-------- MATERIAL --------

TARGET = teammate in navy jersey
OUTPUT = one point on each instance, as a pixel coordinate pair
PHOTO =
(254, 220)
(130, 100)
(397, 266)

--------

### [OBJETIVO]
Você pode devolver todas as entradas acima, linha por linha, sem nenhuma alteração?

### [RESPOSTA COMPLETA]
TARGET = teammate in navy jersey
OUTPUT = one point on each instance, as a pixel coordinate pair
PHOTO =
(254, 220)
(130, 100)
(397, 266)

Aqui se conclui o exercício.